● **Given instruction**: Output every line below exactly.

● **Exercise inputs**:
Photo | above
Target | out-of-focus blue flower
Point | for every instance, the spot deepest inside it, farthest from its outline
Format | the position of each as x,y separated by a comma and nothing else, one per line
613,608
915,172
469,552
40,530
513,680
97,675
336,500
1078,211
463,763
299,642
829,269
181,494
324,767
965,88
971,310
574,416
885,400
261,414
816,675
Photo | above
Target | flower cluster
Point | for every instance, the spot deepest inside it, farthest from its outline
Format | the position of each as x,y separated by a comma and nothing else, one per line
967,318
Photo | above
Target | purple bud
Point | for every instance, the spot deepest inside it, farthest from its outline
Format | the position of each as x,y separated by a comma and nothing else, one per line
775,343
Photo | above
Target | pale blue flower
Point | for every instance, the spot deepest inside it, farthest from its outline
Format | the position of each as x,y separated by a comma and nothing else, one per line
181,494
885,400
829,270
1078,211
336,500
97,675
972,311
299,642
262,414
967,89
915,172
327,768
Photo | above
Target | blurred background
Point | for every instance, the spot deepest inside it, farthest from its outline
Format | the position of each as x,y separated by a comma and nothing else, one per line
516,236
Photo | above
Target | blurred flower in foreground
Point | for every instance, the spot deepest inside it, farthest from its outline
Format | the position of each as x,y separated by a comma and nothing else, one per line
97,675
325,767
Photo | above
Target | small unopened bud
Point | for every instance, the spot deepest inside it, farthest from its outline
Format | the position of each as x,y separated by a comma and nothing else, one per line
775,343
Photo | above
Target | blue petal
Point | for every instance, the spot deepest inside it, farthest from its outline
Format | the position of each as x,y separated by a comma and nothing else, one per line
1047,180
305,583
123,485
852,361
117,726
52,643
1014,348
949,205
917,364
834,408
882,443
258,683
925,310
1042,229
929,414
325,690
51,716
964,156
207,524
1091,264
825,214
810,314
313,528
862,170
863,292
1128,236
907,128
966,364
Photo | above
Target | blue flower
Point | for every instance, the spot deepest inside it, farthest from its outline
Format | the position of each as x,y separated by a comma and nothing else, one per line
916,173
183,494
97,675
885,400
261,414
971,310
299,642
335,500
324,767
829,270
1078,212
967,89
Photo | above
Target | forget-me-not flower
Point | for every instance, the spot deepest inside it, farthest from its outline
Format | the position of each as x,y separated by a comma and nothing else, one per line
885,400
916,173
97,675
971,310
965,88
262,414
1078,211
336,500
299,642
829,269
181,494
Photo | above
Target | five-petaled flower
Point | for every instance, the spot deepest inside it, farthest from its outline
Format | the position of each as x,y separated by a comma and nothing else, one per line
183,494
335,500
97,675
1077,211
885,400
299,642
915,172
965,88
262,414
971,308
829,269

● **Exercise response**:
Photo | above
Target | out-of-focus blue flower
Point | for every instance, the spot deepest inside it, farthest from its outline
Format | the position of each as x,y separated by a comma and nothing else, one per line
613,608
915,172
469,552
40,530
513,680
97,675
336,500
1078,211
463,763
299,642
829,269
181,494
324,767
965,88
971,310
574,416
885,400
261,414
816,675
Photo | above
Target | flower cluster
Point | for every instance, the spot deepest inside it, farthest from its outline
Format | the position of each as x,y separated by a comma and nothing else, one per line
967,318
Photo | above
Target | purple bud
Point | for every instance, the spot deepest inside it, farthest from its outline
Format | the position of each as x,y separated by a comma and nothing else, one per line
775,343
Photo | above
Target | pale blue flower
Point | for every instance, the spot deepest inside it, farthest from its outline
Format | the position of each as x,y separated by a comma and nothing else, one per line
181,494
885,400
829,270
1078,211
336,500
97,675
972,311
299,642
262,414
967,89
915,172
327,768
Photo | above
Target | blurred background
Point | for every instance, the spot deepest inside it, farthest from its outline
Format | the position of each as x,y separated by a comma and nothing else, one per line
516,236
Photo | above
Target | blurred flower in foreground
Point | for every instance, the spot deepest inside it, farthest from its outline
Format | the position of each as x,y separated by a comma and nothing else, one per line
97,675
325,767
Photo | above
Target | small unopened bud
Point | for every instance, the spot deepest inside it, farthest from its outline
Format | the position of each as x,y separated by a comma and nothing else, one per line
775,343
Photo | above
Target | blue petal
Point | for every instance, the spot deepest inside it, farthest from its outline
Format | the position of each as x,y separated by a comma and nothing else, one per line
1047,180
305,583
123,485
852,361
117,726
52,643
1014,348
949,205
917,364
834,408
882,443
258,683
925,310
1042,229
929,414
325,690
51,716
964,156
207,524
1091,264
825,214
810,314
313,528
862,170
863,292
1128,236
907,128
966,364
Photo | above
Target | blue flower
Point | for every instance, the spot deepest inside it, farthest from its outline
Format | the position of each as x,y separated by a comma and nothing else, one per line
916,173
183,494
97,675
885,400
261,414
971,310
299,642
335,500
324,767
829,270
1078,212
967,89
Photo | above
Target | forget-me-not flower
Point | for every instance, the spot deepest inside it, farthest from its outline
Format | the position of each as x,y separated by a comma and nothing else, one per line
885,400
916,173
97,675
971,310
965,88
262,414
1078,211
336,500
299,642
829,269
181,494
Photo | above
Target | five-petaled flower
Point | for every instance, the spot deepest inside it, farthest from its outline
Format | the position of each as x,y separated by a comma and nothing else, one per line
183,494
335,500
97,675
1077,211
885,400
299,642
915,172
965,88
262,414
971,308
829,269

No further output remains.